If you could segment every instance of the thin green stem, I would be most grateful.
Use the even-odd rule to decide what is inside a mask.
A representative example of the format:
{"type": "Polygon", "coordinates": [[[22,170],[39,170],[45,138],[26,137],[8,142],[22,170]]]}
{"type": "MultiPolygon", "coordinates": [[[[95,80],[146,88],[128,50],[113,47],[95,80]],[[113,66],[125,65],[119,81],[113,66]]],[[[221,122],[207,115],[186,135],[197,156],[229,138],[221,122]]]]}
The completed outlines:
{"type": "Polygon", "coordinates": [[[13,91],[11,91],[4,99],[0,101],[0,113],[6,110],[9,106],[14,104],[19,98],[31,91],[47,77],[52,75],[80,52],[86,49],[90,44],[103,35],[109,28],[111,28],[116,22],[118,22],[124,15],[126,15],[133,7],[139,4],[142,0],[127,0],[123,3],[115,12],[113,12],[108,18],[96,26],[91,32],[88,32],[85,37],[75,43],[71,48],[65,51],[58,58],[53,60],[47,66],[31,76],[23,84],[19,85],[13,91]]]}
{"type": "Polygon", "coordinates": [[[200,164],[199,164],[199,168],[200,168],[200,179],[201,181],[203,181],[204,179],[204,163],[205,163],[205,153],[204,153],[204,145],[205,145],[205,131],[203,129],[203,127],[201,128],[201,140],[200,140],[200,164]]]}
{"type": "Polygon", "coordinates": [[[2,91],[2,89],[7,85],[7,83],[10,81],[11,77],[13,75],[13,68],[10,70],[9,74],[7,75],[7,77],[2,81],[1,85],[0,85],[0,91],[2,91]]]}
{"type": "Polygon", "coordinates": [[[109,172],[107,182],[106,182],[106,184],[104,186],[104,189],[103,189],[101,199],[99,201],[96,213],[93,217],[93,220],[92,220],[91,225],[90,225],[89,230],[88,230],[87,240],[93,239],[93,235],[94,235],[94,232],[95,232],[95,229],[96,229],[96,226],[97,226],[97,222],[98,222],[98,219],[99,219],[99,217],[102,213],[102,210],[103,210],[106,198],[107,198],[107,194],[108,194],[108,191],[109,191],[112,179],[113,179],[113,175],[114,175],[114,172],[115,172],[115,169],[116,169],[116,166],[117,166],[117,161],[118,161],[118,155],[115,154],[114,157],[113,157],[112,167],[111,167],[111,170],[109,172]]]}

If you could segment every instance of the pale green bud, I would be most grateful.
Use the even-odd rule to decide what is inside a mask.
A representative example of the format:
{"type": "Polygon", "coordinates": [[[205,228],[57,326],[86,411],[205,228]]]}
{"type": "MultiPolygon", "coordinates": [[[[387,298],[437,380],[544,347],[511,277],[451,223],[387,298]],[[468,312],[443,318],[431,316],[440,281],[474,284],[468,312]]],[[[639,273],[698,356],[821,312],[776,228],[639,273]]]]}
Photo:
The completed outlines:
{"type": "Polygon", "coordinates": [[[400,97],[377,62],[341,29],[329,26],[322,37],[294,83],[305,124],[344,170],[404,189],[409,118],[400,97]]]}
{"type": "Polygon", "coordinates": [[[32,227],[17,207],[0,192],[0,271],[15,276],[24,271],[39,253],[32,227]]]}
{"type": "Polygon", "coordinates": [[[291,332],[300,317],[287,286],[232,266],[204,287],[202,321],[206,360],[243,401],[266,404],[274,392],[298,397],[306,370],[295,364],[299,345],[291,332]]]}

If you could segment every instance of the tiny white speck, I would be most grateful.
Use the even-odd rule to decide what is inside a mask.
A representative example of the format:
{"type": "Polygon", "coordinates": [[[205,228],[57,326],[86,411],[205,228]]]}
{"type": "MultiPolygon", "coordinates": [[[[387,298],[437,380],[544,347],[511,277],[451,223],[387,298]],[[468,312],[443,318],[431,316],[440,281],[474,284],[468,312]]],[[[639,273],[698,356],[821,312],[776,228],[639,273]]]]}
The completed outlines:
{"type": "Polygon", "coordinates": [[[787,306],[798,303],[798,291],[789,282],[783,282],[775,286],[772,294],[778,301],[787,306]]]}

###

Reproduce the lines exactly, from the line containing "If you could segment every instance of the tiny" through the end, including both ends.

If you could segment every instance of the tiny white speck, I would be most grateful.
Use the even-odd rule to decide what is inside a mask.
A representative example of the format:
{"type": "Polygon", "coordinates": [[[205,228],[57,326],[86,411],[205,228]]]}
{"type": "MultiPolygon", "coordinates": [[[[387,298],[437,380],[544,347],[511,277],[451,223],[387,298]],[[468,312],[443,318],[431,316],[440,281],[474,284],[468,312]]],[[[639,273],[698,356],[821,312],[776,228],[639,273]]]]}
The completed outlines:
{"type": "Polygon", "coordinates": [[[787,306],[798,303],[798,291],[789,282],[783,282],[775,286],[772,294],[778,301],[787,306]]]}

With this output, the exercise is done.